# [演習の構成]
1. 提示文によれば、在日米軍は日本に駐留する全米兵を対象に何を出したか答えよ。
2. 提示文の一文「沖縄では保革を越えた「島ぐるみ」での米軍と日本政府に対する反発が強まっている。」を英語に訳せ。

# [提示文]
──────────────────────────────

沖縄で10月16日に起きた米兵2人による集団女性暴行事件は、日米安保体制だけでなく、日本の国家統治にも深刻な影響を与える問題らしい。沖縄では保革を越えた「島ぐるみ」での米軍と日本政府に対する反発が強まっている。
10月18日付琉球新報は次のように報じた。
喜納昌春県議会議長は、「基地がある故の被害で、戦後67年間、何百回も繰り返されてきた。事件事故を抜本的に解消するため、一日も早く沖縄から米軍基地をなくすべきだ」と述べ、在沖米軍基地の即時閉鎖・撤去を求めた。「県民の基本的人権が守られない差別的な状況だ。日米両政府は地位協定を抜本的に見直すべきだ」と糾弾した。照屋義実県商工会連合会会長は「人権感覚を失った米軍の体質が如実に表れた。オスプレイの強行配備で騒然とする中、このような凶悪事件が発生するのは絶対に許せない。度重なる事件事故の源流には、沖縄を差別する日米地位協定の問題がある。繰り返される事件が運用改善では不十分だと証明している。地位協定は抜本改定すべきだ」と両政府に対応を求めた>
ここで留意しなくてはならないのは、照屋会長は日米安保体制を認める保守陣営に属する沖縄のエリートで、喜納議長は保革を超えた沖縄県民党的立場を表明していることだ。
沖縄のエリートとしては、地位協定の撤廃が最優先であり、米兵の事件が起こってもいいということなのだろう。また、沖縄県民党的立場にある人にとってが「公害は工場があるから起こる。だから全工場をストップすればいい」としているわけで、そうした行動が回り回って自分の首どころか、国民の首を絞めることになると言うことは一切考慮にない。
沖縄県の女性に対する集団強姦致傷容疑で米兵2人が逮捕された事件で、在日米軍は日本に駐留する全米兵を対象に夜間外出禁止令を出した。米兵の犯罪が絶えない沖縄では「米軍が事件を深刻に受け止めた結果」との評価も出たが、米兵相手の飲食店にとっては客足減少につながる諸刃の剣。基地の街には不安も漏れた。一方、事件への抗議は沖縄でやむことがなく、垂直離着陸輸送機MV22オスプレイが配備された宜野湾市の米軍普天間飛行場ゲート前であった集会では、市民らが「あしき隣人は出て行け」などと怒声を上げた。

──────────────────────────────

# [抽出データ]
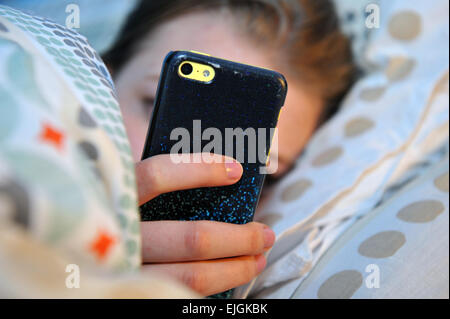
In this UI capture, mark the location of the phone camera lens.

──────────────────────────────

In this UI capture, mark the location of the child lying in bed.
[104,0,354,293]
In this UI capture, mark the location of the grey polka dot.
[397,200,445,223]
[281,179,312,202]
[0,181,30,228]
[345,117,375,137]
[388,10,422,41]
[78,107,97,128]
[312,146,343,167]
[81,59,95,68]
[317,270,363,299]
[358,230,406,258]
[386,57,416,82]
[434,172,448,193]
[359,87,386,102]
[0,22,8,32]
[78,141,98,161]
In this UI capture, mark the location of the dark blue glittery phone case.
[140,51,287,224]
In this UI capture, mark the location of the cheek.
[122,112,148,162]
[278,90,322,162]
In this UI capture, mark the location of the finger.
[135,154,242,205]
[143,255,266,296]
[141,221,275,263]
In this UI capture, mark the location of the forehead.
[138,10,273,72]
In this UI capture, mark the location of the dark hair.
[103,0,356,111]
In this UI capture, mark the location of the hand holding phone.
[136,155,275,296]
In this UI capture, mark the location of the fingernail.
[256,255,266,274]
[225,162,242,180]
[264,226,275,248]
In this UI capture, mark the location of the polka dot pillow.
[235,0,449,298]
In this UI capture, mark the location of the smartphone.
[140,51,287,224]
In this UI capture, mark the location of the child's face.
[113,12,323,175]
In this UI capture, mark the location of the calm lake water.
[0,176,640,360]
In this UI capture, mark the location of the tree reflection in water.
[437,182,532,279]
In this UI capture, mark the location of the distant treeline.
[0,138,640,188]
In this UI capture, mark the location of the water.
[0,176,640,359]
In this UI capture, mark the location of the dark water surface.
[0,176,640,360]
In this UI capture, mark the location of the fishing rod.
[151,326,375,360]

──────────────────────────────

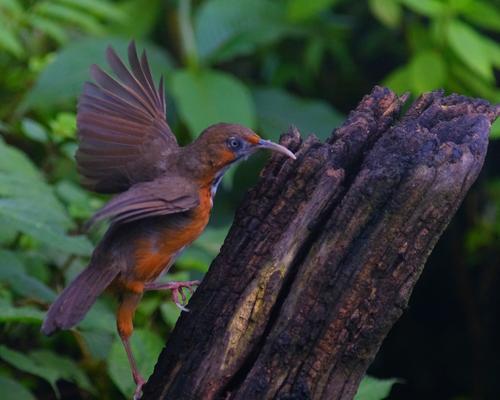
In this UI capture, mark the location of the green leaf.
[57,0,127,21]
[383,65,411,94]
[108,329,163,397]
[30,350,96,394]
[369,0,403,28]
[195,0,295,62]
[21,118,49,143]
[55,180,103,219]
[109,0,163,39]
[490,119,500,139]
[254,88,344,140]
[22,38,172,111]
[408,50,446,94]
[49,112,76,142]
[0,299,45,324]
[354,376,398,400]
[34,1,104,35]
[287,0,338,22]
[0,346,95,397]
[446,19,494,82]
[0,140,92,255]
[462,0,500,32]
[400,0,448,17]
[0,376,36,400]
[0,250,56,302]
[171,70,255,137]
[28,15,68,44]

──────────────────────────────

# [課題の解答]
1. 夜間外出禁止令

2. In Okinawa, island-wide opposition to the U.S. military and the Japanese government, cutting across conservative and progressive lines, is growing stronger.